## RECORDS FOR PROCESSING
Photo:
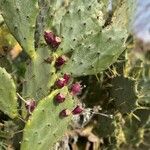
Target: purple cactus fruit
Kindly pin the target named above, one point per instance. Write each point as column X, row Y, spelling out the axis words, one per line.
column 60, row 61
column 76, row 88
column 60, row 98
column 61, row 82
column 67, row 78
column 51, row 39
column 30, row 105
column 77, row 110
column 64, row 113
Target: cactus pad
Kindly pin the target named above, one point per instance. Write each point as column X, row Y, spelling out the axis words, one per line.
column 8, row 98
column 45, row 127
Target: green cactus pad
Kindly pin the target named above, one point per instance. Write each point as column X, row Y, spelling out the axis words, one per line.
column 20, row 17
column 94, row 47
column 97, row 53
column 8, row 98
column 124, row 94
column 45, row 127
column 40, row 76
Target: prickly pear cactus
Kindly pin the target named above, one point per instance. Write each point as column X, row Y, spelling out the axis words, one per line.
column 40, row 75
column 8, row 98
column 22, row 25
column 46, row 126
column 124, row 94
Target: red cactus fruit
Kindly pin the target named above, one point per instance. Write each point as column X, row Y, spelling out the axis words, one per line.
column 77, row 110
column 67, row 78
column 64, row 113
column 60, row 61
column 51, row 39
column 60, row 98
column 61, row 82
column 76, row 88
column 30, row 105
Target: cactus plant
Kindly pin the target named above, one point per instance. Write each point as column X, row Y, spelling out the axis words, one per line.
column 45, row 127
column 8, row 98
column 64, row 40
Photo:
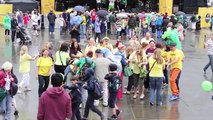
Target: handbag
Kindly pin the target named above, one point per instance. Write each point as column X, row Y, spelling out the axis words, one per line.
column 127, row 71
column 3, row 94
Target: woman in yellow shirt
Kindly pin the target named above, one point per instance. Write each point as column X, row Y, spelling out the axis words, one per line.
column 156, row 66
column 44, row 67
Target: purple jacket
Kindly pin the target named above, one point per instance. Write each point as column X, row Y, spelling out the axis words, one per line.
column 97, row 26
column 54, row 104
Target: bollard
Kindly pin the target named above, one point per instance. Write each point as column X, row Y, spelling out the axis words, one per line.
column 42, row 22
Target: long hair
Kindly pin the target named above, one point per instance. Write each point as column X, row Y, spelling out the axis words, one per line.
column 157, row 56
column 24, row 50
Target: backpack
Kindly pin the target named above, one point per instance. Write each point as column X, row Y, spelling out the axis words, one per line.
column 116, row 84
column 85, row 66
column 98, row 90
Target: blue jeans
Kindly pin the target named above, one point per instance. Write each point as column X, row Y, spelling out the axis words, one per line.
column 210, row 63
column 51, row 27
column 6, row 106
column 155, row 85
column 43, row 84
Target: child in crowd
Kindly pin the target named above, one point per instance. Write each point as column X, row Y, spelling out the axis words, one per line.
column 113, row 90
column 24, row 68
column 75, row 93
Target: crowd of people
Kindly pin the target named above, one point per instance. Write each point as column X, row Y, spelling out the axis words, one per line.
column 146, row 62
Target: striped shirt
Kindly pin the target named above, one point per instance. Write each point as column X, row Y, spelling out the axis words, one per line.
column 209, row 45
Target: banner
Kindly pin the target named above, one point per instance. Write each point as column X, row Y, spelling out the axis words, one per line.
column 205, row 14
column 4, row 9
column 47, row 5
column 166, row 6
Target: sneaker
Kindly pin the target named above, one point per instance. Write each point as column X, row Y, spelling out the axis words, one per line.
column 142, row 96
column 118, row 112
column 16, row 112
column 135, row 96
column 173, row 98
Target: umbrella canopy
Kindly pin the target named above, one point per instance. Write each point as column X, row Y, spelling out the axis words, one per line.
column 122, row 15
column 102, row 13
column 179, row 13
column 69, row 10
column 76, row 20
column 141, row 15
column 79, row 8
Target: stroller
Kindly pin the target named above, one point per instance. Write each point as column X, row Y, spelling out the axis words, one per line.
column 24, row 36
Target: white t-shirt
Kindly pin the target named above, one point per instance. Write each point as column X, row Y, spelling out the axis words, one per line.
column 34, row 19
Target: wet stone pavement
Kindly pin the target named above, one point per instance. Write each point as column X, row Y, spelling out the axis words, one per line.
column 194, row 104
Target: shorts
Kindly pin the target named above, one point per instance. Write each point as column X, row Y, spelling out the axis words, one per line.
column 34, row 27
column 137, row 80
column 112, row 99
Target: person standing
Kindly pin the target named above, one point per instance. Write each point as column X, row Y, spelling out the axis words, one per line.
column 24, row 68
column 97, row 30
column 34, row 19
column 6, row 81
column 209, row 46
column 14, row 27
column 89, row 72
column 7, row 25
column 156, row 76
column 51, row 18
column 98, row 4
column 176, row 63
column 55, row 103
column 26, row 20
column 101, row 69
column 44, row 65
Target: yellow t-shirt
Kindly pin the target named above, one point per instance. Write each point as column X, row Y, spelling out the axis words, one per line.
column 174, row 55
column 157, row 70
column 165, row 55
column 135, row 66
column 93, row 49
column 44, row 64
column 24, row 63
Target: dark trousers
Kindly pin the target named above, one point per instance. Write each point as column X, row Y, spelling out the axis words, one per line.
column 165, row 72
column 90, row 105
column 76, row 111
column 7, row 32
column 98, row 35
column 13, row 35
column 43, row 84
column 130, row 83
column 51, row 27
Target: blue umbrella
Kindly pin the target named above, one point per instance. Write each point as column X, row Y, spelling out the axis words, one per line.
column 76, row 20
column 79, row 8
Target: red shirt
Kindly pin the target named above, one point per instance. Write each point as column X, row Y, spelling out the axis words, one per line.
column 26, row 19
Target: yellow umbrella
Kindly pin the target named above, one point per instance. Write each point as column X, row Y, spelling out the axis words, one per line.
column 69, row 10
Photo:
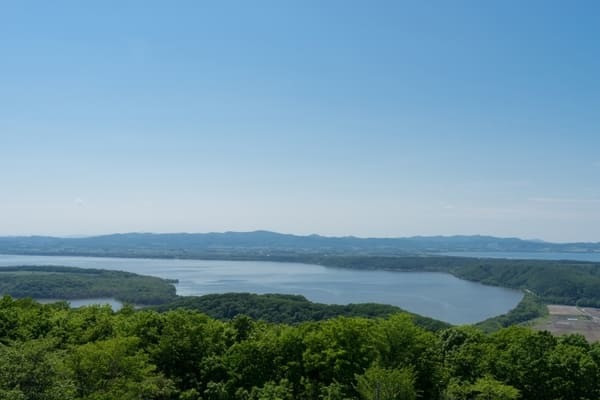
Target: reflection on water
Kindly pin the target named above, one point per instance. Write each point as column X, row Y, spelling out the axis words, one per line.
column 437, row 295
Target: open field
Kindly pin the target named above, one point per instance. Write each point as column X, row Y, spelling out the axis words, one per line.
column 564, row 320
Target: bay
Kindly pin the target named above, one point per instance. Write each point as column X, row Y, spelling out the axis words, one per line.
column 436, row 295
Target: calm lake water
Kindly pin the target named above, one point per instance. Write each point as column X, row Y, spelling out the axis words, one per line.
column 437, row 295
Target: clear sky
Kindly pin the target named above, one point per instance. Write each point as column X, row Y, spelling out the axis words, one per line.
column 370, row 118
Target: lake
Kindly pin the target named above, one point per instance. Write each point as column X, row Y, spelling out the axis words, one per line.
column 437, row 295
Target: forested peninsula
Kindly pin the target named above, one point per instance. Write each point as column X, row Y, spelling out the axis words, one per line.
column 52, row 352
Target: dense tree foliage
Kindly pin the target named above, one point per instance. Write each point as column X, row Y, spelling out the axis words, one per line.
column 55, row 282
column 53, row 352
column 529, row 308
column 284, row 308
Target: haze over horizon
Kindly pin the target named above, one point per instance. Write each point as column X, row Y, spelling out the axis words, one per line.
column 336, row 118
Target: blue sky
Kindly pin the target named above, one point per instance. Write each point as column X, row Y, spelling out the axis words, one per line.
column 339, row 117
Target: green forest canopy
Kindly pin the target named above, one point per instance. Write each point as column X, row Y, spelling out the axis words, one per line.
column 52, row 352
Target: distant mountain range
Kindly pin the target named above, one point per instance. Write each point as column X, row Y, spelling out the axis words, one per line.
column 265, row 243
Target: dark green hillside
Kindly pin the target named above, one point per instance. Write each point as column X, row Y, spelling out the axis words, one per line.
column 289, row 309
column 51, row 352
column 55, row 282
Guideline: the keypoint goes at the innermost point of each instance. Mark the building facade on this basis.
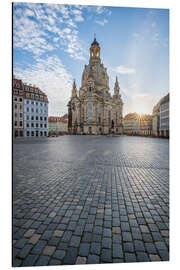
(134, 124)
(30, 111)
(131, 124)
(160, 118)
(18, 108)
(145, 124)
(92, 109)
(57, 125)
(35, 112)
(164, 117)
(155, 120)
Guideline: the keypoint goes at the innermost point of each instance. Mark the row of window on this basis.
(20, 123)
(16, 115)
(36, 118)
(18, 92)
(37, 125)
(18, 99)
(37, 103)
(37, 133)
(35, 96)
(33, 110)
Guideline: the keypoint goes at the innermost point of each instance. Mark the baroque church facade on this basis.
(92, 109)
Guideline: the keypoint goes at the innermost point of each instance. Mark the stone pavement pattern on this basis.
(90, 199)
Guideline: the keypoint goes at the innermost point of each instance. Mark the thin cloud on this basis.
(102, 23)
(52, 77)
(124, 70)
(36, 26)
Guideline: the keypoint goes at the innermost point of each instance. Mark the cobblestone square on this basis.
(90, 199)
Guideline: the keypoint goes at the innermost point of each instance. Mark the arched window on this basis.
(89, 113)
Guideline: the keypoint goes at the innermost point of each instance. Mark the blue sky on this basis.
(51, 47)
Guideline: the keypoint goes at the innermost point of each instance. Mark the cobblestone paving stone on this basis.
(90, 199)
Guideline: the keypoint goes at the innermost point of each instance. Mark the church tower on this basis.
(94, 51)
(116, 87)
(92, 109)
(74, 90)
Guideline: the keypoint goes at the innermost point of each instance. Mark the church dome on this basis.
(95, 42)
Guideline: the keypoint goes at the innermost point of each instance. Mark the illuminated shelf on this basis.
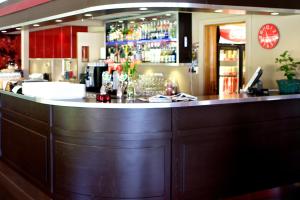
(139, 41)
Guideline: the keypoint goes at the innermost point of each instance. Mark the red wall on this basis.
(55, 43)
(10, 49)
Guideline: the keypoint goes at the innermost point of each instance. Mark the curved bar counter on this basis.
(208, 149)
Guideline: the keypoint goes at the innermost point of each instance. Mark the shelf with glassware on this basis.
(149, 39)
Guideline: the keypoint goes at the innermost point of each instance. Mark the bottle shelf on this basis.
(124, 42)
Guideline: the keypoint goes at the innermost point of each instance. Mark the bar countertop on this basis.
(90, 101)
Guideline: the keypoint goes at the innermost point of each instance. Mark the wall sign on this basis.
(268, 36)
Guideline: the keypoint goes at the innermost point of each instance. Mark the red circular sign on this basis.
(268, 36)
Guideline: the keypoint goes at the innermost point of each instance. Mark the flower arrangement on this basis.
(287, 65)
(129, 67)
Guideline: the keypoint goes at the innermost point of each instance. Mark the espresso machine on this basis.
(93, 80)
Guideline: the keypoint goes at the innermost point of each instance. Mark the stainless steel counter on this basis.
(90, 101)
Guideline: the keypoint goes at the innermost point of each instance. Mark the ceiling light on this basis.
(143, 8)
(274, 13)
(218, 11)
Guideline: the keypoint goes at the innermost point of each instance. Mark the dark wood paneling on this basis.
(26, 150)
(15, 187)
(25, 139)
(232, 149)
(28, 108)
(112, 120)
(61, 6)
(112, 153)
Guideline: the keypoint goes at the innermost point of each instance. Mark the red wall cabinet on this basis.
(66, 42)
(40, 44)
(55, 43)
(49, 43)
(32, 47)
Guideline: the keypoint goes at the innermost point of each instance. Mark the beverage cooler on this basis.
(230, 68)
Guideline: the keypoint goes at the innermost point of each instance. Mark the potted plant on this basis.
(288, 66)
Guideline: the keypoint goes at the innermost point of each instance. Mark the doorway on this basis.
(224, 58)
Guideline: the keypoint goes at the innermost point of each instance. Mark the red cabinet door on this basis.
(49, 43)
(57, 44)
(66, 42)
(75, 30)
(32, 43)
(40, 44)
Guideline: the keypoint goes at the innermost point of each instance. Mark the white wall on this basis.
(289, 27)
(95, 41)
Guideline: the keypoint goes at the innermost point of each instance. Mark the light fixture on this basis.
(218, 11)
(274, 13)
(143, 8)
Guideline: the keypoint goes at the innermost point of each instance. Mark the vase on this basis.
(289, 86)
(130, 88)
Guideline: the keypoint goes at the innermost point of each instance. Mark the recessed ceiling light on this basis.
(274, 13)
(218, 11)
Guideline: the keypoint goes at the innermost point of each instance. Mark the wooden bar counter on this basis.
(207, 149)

## TASK DIRECTIONS
Take the line that contains "fixture on this basis." and each line after it down to the last of the records, and retype them exactly; add nothing else.

## SOLVED EXERCISE
Guideline: the keypoint goes at the innermost point of each instance. Mark the light fixture on this basis.
(218, 11)
(274, 13)
(143, 8)
Guideline: the keypoint goes at the innermost point of each instance. Mark the vase on this basis.
(289, 86)
(130, 88)
Guideline: the keypoint goes at the innermost point of each instance. Mark the recessed ceiling light on this basis.
(274, 13)
(218, 11)
Guideline: the keypoint goes at the innermost point of each instance. Mark the wooden bar counter on this basis.
(207, 149)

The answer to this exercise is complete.